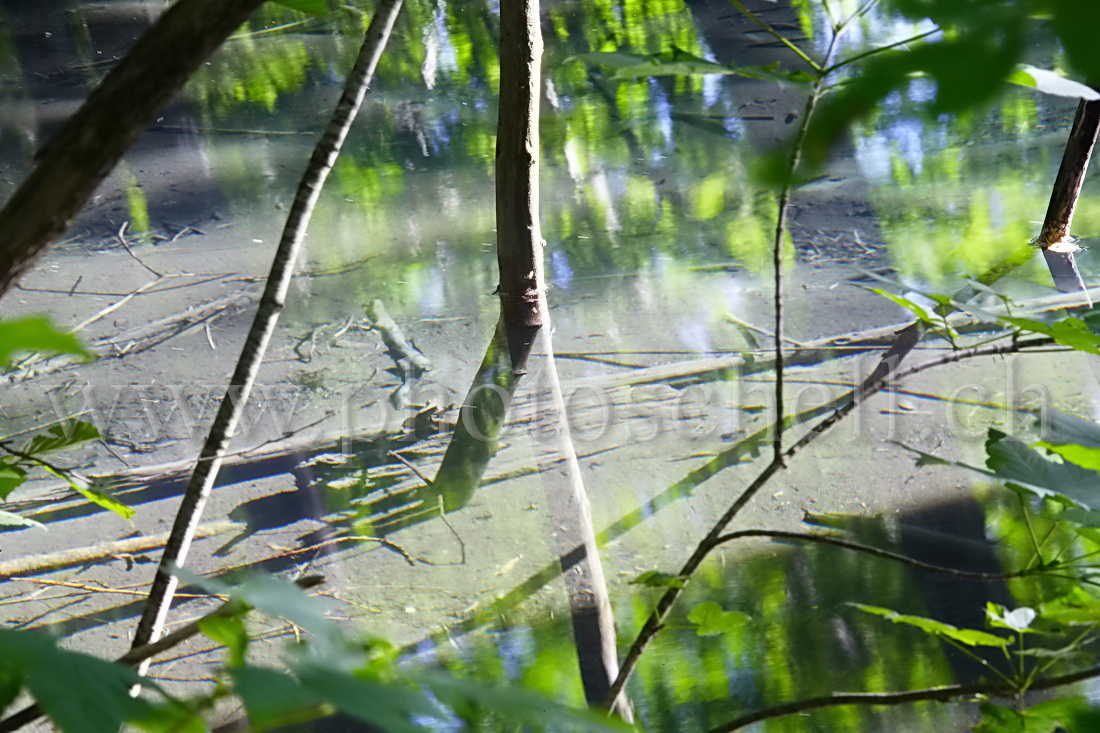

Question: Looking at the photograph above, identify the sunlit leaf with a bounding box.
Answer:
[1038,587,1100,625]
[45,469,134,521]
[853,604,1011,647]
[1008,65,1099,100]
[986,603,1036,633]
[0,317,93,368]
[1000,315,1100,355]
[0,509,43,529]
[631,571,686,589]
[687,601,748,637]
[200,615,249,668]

■ ■ ■ ■

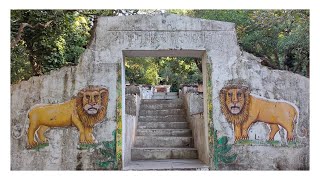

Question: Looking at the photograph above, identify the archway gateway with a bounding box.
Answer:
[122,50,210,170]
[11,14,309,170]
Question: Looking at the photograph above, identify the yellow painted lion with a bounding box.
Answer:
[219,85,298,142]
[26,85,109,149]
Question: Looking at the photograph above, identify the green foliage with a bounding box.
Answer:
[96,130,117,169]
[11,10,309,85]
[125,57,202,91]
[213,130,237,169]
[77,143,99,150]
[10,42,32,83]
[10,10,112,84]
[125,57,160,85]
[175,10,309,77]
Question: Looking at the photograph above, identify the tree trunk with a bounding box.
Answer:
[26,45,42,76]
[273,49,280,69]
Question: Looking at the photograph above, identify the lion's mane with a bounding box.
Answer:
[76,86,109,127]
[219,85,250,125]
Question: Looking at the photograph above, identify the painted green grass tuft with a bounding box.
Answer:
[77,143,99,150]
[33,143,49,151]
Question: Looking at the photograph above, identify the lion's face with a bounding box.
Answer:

■ ■ ■ ■

What needs to be done
Show all lines of the material in which the word "green" can be found.

Solved exercise
Question: Looking at the photograph above, identify the green foliage with a bounding box.
Question: Looking at the photograph above, identify the painted green grass tuft with a bounding box.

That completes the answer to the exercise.